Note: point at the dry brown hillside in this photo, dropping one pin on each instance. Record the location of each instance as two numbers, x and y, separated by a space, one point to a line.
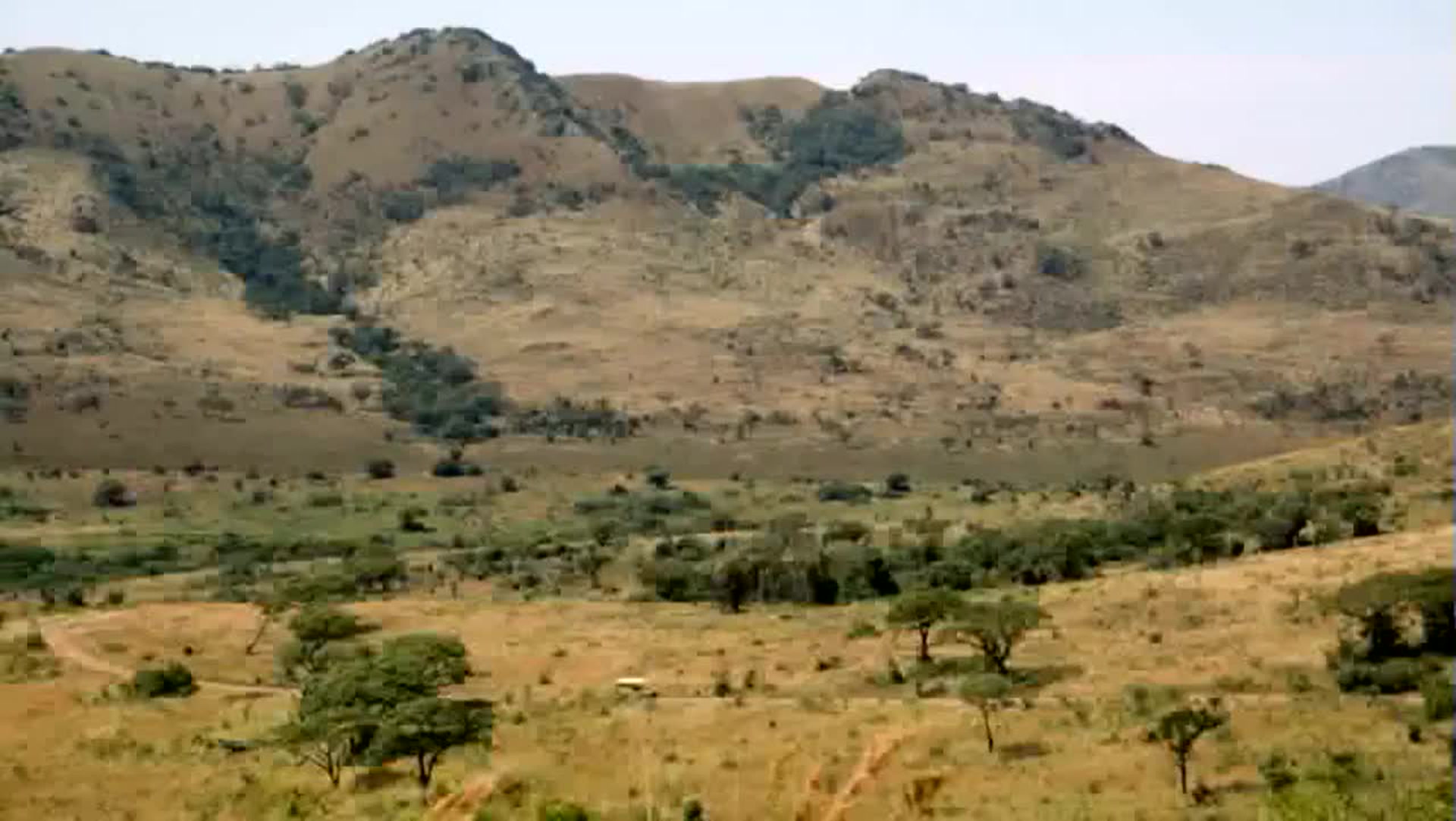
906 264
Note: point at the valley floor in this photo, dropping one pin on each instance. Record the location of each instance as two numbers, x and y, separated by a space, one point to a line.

────────────────────────────────────────

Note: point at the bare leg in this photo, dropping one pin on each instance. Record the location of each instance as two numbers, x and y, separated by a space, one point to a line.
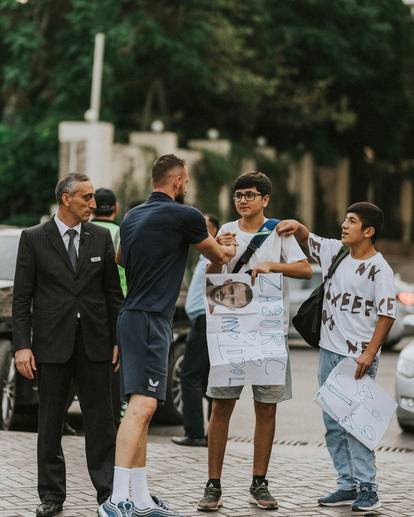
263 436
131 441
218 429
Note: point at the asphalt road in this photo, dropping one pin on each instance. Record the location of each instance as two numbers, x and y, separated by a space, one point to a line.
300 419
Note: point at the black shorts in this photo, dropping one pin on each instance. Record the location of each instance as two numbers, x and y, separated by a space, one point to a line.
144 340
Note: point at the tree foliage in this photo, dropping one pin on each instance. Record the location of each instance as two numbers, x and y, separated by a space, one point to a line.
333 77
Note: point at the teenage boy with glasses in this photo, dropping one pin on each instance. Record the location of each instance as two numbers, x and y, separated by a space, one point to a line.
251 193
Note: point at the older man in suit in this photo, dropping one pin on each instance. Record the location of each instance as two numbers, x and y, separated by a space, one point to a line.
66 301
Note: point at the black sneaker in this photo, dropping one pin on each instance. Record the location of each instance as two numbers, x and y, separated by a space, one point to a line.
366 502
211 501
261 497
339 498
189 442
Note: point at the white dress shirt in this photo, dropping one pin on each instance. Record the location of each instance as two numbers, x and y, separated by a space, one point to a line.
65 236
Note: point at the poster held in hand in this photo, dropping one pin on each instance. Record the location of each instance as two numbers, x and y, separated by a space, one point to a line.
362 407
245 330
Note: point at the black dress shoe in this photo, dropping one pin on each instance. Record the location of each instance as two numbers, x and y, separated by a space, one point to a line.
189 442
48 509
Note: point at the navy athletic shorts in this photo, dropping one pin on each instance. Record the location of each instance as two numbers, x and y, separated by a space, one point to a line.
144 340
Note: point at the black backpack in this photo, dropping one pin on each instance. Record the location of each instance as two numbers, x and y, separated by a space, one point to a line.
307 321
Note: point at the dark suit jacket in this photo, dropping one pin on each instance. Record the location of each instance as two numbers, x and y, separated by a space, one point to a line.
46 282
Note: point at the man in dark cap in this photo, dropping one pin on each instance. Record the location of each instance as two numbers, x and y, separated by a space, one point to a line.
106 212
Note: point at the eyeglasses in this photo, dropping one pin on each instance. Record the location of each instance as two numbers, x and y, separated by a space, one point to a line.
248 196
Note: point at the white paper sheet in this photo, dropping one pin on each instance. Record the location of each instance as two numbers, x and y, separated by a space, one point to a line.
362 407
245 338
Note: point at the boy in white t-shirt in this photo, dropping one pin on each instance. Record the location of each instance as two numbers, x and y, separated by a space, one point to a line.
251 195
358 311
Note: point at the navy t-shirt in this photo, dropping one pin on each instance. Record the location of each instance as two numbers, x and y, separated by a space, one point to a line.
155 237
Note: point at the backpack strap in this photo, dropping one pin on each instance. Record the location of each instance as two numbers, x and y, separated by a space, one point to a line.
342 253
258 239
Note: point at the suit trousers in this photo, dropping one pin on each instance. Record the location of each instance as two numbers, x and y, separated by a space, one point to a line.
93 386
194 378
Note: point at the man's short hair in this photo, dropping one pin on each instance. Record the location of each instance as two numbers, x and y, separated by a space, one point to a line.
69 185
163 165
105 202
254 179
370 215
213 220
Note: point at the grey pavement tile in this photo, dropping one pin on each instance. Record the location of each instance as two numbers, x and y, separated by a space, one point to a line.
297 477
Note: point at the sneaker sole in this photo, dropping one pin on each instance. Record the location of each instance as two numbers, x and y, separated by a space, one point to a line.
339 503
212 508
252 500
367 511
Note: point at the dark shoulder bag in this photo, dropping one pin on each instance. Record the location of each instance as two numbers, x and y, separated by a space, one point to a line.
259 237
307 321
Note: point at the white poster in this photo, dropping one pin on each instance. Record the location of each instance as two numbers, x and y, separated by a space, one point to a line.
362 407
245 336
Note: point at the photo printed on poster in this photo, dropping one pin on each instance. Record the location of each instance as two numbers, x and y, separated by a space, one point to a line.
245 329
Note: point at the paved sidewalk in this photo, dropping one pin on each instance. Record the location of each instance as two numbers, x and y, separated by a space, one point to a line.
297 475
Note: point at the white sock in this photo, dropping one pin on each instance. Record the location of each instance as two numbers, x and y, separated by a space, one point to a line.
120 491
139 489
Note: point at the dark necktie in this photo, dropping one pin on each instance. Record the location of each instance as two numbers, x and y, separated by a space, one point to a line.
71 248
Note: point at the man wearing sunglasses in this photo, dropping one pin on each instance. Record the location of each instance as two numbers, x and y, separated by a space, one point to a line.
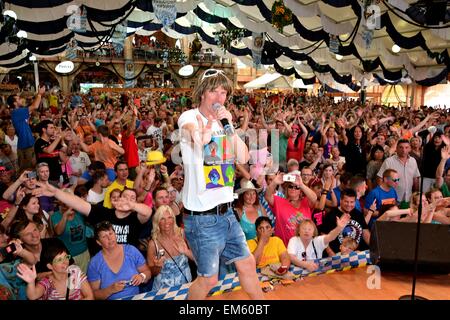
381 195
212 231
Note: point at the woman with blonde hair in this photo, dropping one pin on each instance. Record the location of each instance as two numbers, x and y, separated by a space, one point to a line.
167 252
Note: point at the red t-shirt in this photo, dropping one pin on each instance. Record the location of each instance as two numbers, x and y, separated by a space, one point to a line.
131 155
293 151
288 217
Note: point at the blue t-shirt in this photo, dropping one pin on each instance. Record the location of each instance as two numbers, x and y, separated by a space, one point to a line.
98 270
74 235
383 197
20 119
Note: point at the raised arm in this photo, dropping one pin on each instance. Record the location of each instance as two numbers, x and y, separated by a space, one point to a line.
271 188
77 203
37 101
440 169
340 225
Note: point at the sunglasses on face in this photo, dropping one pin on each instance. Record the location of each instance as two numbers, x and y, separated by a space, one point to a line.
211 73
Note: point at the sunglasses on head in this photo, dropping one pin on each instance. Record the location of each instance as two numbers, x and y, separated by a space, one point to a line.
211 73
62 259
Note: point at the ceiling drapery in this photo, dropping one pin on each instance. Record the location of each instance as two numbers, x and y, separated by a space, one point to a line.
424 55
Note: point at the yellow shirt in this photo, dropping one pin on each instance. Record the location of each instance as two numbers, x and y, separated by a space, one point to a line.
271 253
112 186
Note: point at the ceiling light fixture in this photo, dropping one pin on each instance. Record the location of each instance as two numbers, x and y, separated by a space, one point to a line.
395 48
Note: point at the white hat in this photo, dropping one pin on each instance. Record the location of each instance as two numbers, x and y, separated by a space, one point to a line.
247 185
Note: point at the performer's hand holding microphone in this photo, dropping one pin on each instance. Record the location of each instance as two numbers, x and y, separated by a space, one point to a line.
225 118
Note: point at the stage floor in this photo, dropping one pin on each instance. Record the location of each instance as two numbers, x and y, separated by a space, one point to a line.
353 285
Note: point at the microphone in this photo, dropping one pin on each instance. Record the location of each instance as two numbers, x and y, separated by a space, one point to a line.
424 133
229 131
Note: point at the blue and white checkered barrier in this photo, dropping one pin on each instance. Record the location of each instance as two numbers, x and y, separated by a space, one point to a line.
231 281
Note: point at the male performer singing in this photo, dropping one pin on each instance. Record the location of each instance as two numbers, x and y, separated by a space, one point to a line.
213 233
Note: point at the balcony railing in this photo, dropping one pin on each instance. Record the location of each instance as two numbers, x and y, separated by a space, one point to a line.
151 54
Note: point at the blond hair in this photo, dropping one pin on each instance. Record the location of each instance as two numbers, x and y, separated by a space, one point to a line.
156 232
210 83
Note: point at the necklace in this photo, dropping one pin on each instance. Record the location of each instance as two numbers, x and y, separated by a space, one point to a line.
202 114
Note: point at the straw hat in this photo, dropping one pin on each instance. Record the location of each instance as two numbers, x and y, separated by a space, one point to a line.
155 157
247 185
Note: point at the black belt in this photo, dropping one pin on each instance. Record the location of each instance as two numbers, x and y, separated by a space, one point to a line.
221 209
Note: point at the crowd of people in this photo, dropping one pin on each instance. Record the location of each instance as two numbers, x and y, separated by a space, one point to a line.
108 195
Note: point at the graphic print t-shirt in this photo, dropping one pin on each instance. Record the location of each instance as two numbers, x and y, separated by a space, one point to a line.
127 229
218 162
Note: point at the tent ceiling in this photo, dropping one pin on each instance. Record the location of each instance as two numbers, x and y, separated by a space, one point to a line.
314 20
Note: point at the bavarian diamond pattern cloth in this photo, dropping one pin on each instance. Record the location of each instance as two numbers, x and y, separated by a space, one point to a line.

────────────────────────────────────────

* [WHAT THE TASK REQUIRES]:
Could you write out exactly the lines of the data above that run from the one holding "Note: point at the dry" to the one holding "Note: point at the valley", with both ends in and all pictures out?

* [OUTPUT FOR THIS TASK]:
Note: point at the dry brown hillside in this photo, dropping one pin on each instance. Record the location of each instance as two numbers, x and y, separated by a space, one point to a line.
906 264
Note: point at the valley floor in this photo, dropping one pin on each instance. Record the location of each instance as two numbers, x and y, separated by a space, one point to a line.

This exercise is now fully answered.